**DATA TO PROCESS:**
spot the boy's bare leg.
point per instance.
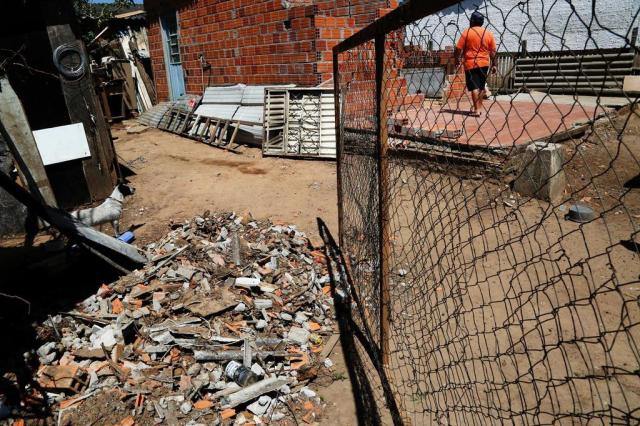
(480, 99)
(474, 100)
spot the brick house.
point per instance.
(198, 43)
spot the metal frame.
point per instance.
(377, 31)
(279, 148)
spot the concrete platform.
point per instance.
(507, 121)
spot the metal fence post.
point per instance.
(382, 98)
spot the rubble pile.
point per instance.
(229, 322)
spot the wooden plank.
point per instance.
(383, 175)
(17, 133)
(82, 102)
(406, 14)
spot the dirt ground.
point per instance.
(501, 309)
(176, 178)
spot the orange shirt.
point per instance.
(477, 45)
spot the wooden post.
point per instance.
(83, 104)
(382, 99)
(17, 133)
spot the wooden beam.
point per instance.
(100, 169)
(17, 133)
(382, 97)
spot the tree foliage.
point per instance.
(93, 16)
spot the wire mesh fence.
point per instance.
(488, 256)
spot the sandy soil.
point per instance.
(176, 178)
(500, 308)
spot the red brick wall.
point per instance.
(246, 41)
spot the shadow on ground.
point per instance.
(367, 375)
(37, 283)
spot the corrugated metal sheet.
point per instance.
(254, 95)
(152, 116)
(223, 94)
(249, 113)
(225, 112)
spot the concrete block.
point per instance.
(541, 175)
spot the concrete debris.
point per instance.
(219, 327)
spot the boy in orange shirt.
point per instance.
(477, 47)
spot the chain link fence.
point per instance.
(488, 267)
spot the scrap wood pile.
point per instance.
(229, 322)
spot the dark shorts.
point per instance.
(476, 78)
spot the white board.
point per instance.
(63, 143)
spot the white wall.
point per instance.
(544, 24)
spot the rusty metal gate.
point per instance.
(487, 265)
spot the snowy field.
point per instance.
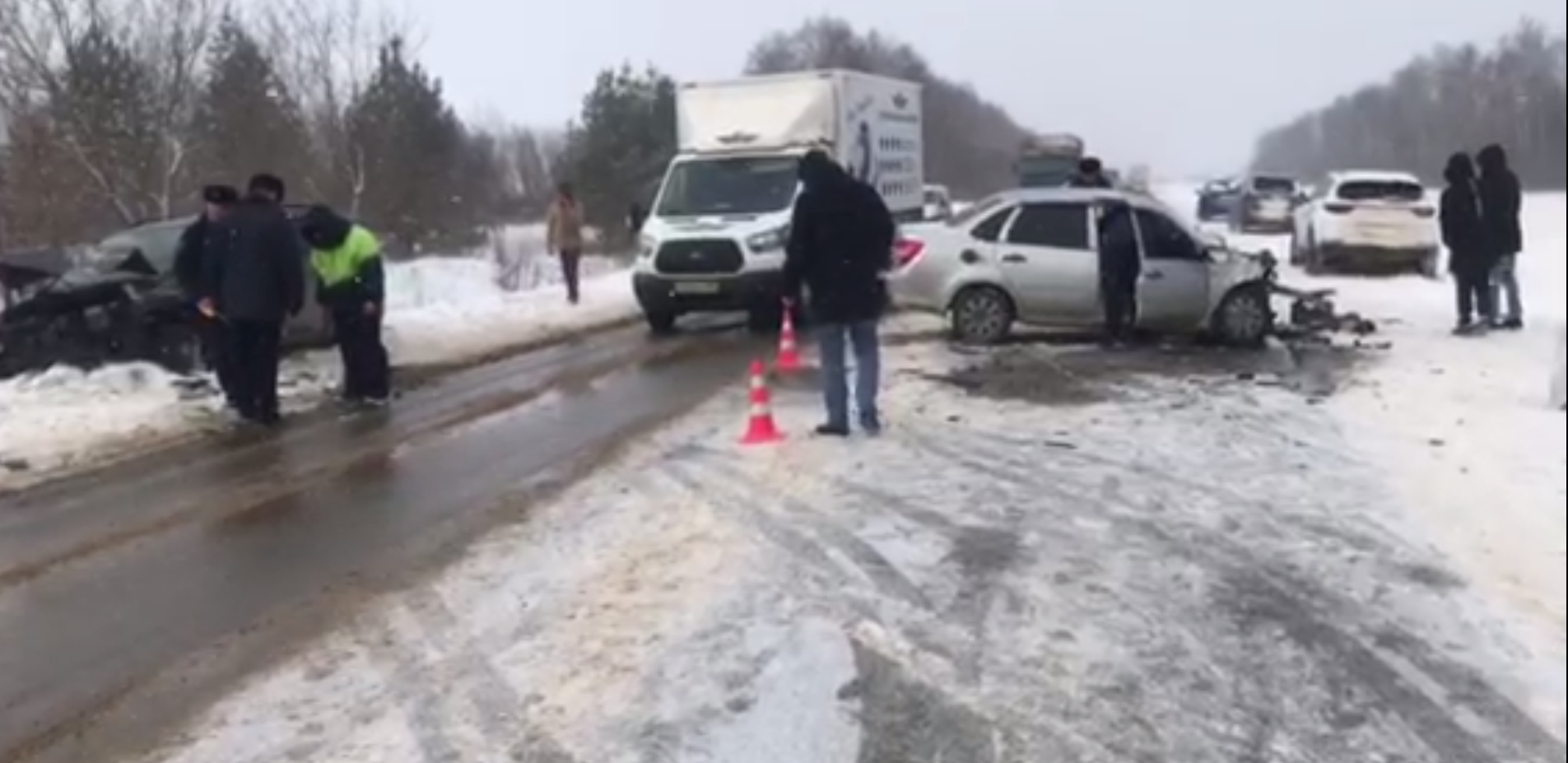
(440, 310)
(1161, 566)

**DESCRIPTION OF THE TASK:**
Update the part of the listing that starts with the line containing "spot the concrete debris." and runs through the end of the listing, changing "rusty" to "weathered" and leaving everything else as it is. Leave the pictures out of your answer.

**RESPONSE TO THE TASK:**
spot the concrete debris.
point per instance.
(219, 327)
spot the boy in orange shirt.
point per instance.
(477, 47)
spot the chain link fence.
point per instance.
(488, 267)
spot the scrap wood pile.
point per instance.
(229, 322)
spot the dark shorts.
point per instance.
(476, 78)
spot the white board.
point per instance.
(63, 143)
spot the white wall.
point per instance.
(544, 24)
spot the weathered metal gate.
point per instance.
(487, 265)
spot the snowy field.
point per instance.
(440, 310)
(1161, 566)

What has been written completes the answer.